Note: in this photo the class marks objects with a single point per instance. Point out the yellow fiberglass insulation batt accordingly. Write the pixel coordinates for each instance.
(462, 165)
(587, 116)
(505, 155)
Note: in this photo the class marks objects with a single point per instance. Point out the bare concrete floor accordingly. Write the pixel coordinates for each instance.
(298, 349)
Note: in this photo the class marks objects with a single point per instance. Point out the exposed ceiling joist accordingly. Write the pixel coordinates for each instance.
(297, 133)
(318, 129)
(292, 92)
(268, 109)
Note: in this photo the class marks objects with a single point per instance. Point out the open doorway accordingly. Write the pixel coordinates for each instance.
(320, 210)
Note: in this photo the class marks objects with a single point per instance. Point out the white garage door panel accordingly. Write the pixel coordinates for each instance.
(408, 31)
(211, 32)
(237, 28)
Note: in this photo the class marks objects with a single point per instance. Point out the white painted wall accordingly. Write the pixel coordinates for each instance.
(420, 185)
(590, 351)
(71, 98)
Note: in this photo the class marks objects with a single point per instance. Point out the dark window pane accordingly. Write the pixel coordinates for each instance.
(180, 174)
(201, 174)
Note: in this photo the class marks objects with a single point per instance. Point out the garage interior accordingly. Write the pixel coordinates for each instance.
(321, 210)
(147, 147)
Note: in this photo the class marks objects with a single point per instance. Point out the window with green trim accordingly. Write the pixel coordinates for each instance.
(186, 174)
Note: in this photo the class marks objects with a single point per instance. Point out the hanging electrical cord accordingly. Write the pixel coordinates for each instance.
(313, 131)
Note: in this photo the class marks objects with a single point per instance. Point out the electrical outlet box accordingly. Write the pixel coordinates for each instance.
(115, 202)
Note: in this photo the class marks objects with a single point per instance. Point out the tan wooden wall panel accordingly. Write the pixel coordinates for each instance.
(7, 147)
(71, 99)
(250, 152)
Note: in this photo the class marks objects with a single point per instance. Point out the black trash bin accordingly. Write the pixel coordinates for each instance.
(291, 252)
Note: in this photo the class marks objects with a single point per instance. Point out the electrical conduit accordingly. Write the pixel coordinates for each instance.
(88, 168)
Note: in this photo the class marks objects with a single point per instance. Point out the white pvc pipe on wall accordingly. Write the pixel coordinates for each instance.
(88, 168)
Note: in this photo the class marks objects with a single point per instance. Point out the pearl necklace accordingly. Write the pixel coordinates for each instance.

• • • • • • •

Each record above should be restated word for word.

Note: in this photo the class marks objects with a single point per instance. Point out the yellow fiberglass insulation batt accordingly. Write the pixel coordinates for each instance.
(462, 165)
(587, 116)
(505, 155)
Note: in this photo the class marks objects with a single point per instance. Point out the bare concrete floor accordingly. Write the pixel coordinates for each instance.
(298, 349)
Note: in this photo the class marks objects with a single point per instance. Point out the exposed ceiling joist accordingly. Write the pixel coordinates for each instance.
(297, 133)
(318, 129)
(292, 92)
(268, 109)
Note: in this photo the class marks objects with a single point per instance. Point out the open doorway accordingly. Write the pixel coordinates for each instance.
(320, 210)
Note: in this photo the class marks objects with a single point per instance. Point out the white garage door panel accordingly. Write the pixel coordinates for each instance.
(408, 31)
(211, 32)
(237, 28)
Note: in this photo the class marks objects with a single point per instance. Point out the white painted wall accordingly. Write the pixel coordinates for each instance.
(420, 185)
(590, 351)
(71, 98)
Note: in this photo the class marks objects with a single point per instance. Point out the dark window pane accordingly. Write the pixel coordinates for each instance.
(180, 174)
(201, 174)
Note: in this photo the class marks objects with a single point per instance. Point out the garage interior accordingly. Write the pixel coordinates for each instance.
(321, 210)
(147, 147)
Note: in this photo the class marks objects with a single point per instance. Point out the window with green trim accordingly. Write the pixel coordinates for each instance.
(186, 174)
Note: in this photo the class marks objects with a single point per instance. Point out the hanging electrical cord accordingly. Write the pixel coordinates for each instance.
(313, 131)
Note: in this photo the class marks objects with a single point per instance. Point out the electrical outlet box accordingly. Write the pixel coordinates for each instance.
(115, 202)
Note: in this photo the class marks objects with a single point per instance. Point out the tan wooden wall panel accordingly. Write the pixel coordinates for each instance.
(7, 147)
(71, 99)
(250, 152)
Note: in this photo the class marks objects with a single point per instance. Point out the black trash bin accordingly. Write the pixel coordinates for each instance.
(291, 252)
Note: in this photo the class marks objects with a single point per instance. Point out the electrical conduit accordingly. Write the pixel coordinates for each instance.
(88, 168)
Note: in this photo the class marks objects with a single point per instance. Point out the white pvc pipe on wall accordingly. Write the pixel coordinates for each instance.
(88, 168)
Note: in this photo the class marks objects with a single point per instance. Point out the pearl necklace accordingly. Write the pixel coordinates for each instance.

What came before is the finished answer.